GPU Software Engineer

KLAMilpitas, CA
7h

About The Position

KLA is a global leader in diversified electronics for the semiconductor manufacturing ecosystem. Virtually every electronic device in the world is produced using our technologies. No laptop, smartphone, wearable device, voice-controlled gadget, flexible screen, VR device or smart car would have made it into your hands without us. KLA invents systems and solutions for the manufacturing of wafers and reticles, integrated circuits, packaging, printed circuit boards and flat panel displays. The innovative ideas and devices that are advancing humanity all begin with inspiration, research and development. KLA focuses more than average on innovation and we invest 15% of sales back into R&D. Our expert teams of physicists, engineers, data scientists and problem-solvers work together with the world’s leading technology providers to accelerate the delivery of tomorrow’s electronic devices. Life here is exciting and our teams thrive on tackling really hard problems. There is never a dull moment with us. Group/Division Enabling the movement toward advanced chip design, KLA's Measurement, Analytics and Control group (MACH) is looking for the best and brightest research scientists, software engineers, application development engineers and senior product technology process engineers to join our team. The MACH team's mission is to collaborate with our customers to innovate technologies and solutions that detect and control highly complex process variations—at their source—rather than compensate for them at later stages of the manufacturing process. With over 40 years of semiconductor process control experience, chipmakers around the globe rely on KLA to ensure that their fabs ramp next-generation devices to volume production quickly and cost-effectively. Our MACH team develops leading-edge solutions for patterning process analytics and control technologies, thereby providing customers with critical insight at the feature level, field level and cross-wafer analysis. Our teams also develop advanced modeling simulation, data analytics and process control modeling technologies. As a member of the MACH team, you’ll be joining the most sophisticated and successful process-control company in the semiconductor industry--working across functions to solve the most complex technical problems in the digital age.

Requirements

  • BS/MS in CS, EE, or related field.
  • 3–6 years of professional experience, including 2+ years focused on CUDA-based image processing.
  • Strong C++17/20 fundamentals; solid understanding of parallel algorithms and data layouts (pitch-linear, planar, interleaved).
  • Practical experience with Nsight profiling, occupancy analysis, and kernel optimization (tiling, warp-level intrinsics, streams).

- [Your tasks]
A. Reproduce the passage of the GPU Software Engineer posting starting with "Requirements" and going on through "CUDA-based image processing.".
B. Write the next part of the GPU Software Engineer job posting, picking up after its last requirement.

- [Entries supplied]
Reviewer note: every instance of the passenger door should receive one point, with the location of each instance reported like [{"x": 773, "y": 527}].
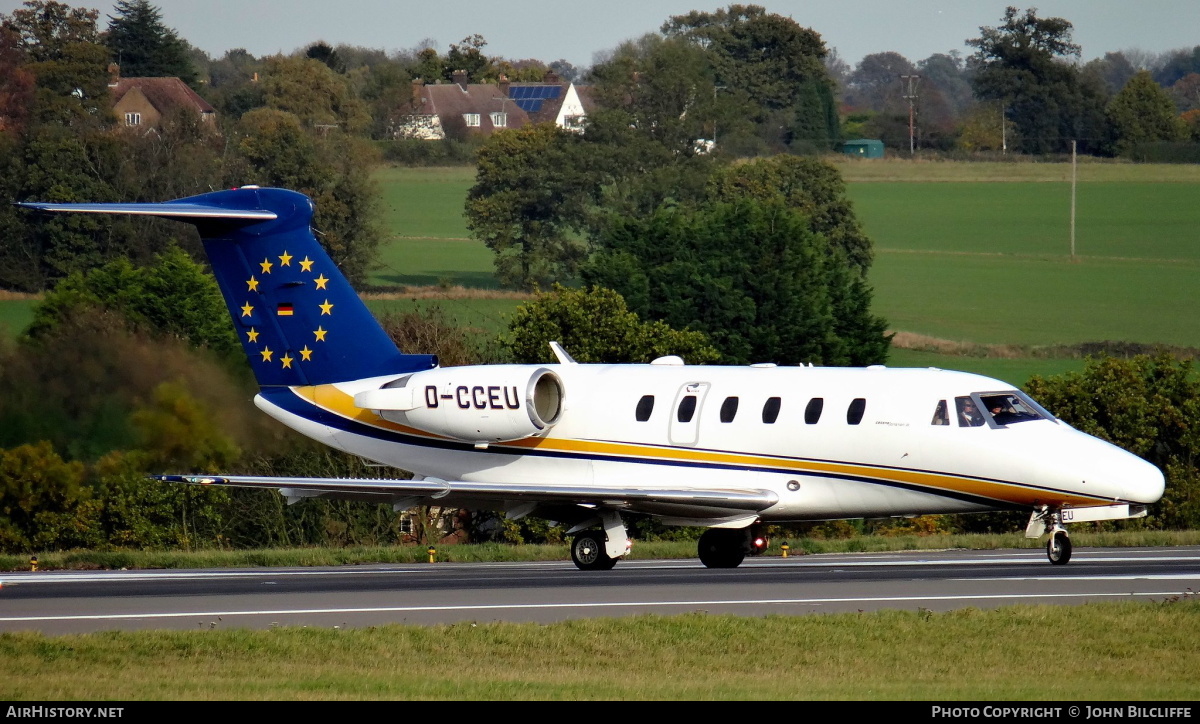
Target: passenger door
[{"x": 684, "y": 425}]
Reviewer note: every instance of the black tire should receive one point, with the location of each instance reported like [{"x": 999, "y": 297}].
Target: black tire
[
  {"x": 721, "y": 548},
  {"x": 588, "y": 551},
  {"x": 1059, "y": 548}
]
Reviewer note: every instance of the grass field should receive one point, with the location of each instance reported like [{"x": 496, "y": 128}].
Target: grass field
[
  {"x": 965, "y": 252},
  {"x": 1125, "y": 652},
  {"x": 15, "y": 316}
]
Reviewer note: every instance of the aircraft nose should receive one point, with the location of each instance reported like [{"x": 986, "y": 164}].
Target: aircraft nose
[{"x": 1144, "y": 483}]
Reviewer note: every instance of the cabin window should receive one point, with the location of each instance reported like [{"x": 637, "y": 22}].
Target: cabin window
[
  {"x": 729, "y": 410},
  {"x": 645, "y": 407},
  {"x": 771, "y": 411},
  {"x": 1007, "y": 408},
  {"x": 813, "y": 411},
  {"x": 687, "y": 408},
  {"x": 856, "y": 410},
  {"x": 969, "y": 414}
]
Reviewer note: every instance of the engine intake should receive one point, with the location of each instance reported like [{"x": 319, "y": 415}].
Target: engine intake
[{"x": 475, "y": 404}]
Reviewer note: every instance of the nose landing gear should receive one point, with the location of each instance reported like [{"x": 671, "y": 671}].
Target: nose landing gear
[
  {"x": 1059, "y": 548},
  {"x": 1049, "y": 520}
]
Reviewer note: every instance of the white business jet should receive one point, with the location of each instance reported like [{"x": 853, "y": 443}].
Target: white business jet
[{"x": 588, "y": 446}]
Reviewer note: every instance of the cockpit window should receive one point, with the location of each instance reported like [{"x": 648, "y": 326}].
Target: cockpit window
[
  {"x": 969, "y": 414},
  {"x": 1007, "y": 408}
]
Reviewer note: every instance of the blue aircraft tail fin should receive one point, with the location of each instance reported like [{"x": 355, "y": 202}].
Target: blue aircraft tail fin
[{"x": 299, "y": 321}]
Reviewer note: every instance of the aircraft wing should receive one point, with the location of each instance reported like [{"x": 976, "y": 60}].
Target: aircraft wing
[{"x": 655, "y": 501}]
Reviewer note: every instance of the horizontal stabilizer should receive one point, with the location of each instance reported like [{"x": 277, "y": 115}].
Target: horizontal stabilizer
[
  {"x": 167, "y": 210},
  {"x": 701, "y": 502},
  {"x": 299, "y": 321}
]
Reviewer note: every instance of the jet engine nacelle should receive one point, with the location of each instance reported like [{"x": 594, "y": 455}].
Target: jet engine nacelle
[{"x": 472, "y": 404}]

- [Exercise responses]
A.
Requirements

  • BS/MS in CS, EE, or related field.
  • 3–6 years of professional experience, including 2+ years focused on CUDA-based image processing.

B.
  • Experience with OpenCV (including CUDA paths), and at least one of: NPP, cuFFT, cuBLAS.
  • Comfortable on Linux; CMake, Git, code reviews, and automated testing.

Nice To Haves

  • DMA/zero-copy, pinned memory.
  • Texture memory and surface writes for image sampling; CUDA Graphs and stream concurrency.
  • Familiarity with image feature extraction and classification
  • Exposure to ML inference acceleration (TensorRT/cuDNN) for CV tasks is a plus, but core focus is classical image processing.
  • Experience with performance modeling (roofline), and multi-GPU awareness (NCCL) is a bonus.
  • Experience with sharding, Tensor parallelism, etc

Responsibilities

  • Implement and optimize CUDA kernels for image operations: convolution/filters, morphological ops, warping/resampling, color space conversions (RGB/YUV/HSV), denoising/deblurring, HDR/Tone mapping, polygon manipulation, feature extraction, and classification.
  • Use GPU memory hierarchies effectively (global/shared/constant/texture), coalesce memory, apply shared memory tiling, and minimize divergence/branching.
  • Profile and tune with Nsight Compute/Systems, CUDA-MEMCHECK, and cuda-gdb; instrument pipelines with metrics (FPS, latency, bandwidth, occupancy).
  • Collaborate with product and algorithm teams; contribute to CI/CD (Azure/DevOps, CMake, GitHub Actions/GitLab CI) and documentation.
  • Integrate accelerated primitives (NVIDIA NPP, cuFFT, cuBLAS) and OpenCV CUDA modules; build clean C++ APIs with Python bindings (pybind11) when needed.
  • implement a distributed multi-process architecture using CUDA MPS for high-throughput, concurrent workloads.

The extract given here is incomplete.